• _PROBLEM TO SOLVE_: Copy the listing below word for word, keeping every line in its original order.

[Items from a dataset]
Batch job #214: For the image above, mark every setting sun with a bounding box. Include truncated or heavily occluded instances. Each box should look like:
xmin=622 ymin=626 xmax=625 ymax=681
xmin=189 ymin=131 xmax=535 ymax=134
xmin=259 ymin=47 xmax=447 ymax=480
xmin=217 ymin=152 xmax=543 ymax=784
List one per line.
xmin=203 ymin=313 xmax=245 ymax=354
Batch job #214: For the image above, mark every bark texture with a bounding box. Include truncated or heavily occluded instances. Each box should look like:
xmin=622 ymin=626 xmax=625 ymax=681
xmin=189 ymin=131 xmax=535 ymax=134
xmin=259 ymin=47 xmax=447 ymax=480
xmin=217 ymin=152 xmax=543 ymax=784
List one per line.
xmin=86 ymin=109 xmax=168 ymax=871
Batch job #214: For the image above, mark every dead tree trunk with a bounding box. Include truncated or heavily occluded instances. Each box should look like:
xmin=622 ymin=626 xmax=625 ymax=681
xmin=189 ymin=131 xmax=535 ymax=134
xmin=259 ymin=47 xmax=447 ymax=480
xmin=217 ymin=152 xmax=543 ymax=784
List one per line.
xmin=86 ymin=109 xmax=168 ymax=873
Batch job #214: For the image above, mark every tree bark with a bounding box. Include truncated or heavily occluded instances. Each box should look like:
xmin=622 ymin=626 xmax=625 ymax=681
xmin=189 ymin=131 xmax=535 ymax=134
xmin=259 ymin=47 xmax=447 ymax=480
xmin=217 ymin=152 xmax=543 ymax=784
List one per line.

• _TASK RESULT_:
Batch job #214: For the image above, mark every setting sun with a bounding box. Include truncated or heavily occluded instances. Each box should look like:
xmin=622 ymin=626 xmax=625 ymax=681
xmin=189 ymin=131 xmax=535 ymax=134
xmin=259 ymin=47 xmax=447 ymax=480
xmin=217 ymin=152 xmax=543 ymax=784
List one per line.
xmin=203 ymin=313 xmax=245 ymax=354
Batch job #214: For the image above, mark every bark texture with a bounding box. Include truncated or heavily occluded instances. Each box should look like:
xmin=622 ymin=626 xmax=625 ymax=681
xmin=189 ymin=131 xmax=535 ymax=134
xmin=259 ymin=47 xmax=447 ymax=480
xmin=217 ymin=152 xmax=543 ymax=784
List one per line.
xmin=86 ymin=109 xmax=168 ymax=871
Batch job #214: For the image above, mark every dead tree trunk with a bounding box. Include truncated or heavily occluded instances. Each box should look like:
xmin=622 ymin=626 xmax=625 ymax=681
xmin=189 ymin=131 xmax=535 ymax=134
xmin=259 ymin=47 xmax=447 ymax=480
xmin=217 ymin=152 xmax=543 ymax=784
List one per line.
xmin=86 ymin=109 xmax=168 ymax=873
Batch job #214: For the image above, mark every tree bark with a bounding box. Include truncated or heavily occluded instances. Each box should look like:
xmin=622 ymin=626 xmax=625 ymax=681
xmin=189 ymin=131 xmax=535 ymax=134
xmin=259 ymin=47 xmax=447 ymax=480
xmin=217 ymin=152 xmax=543 ymax=784
List one per line.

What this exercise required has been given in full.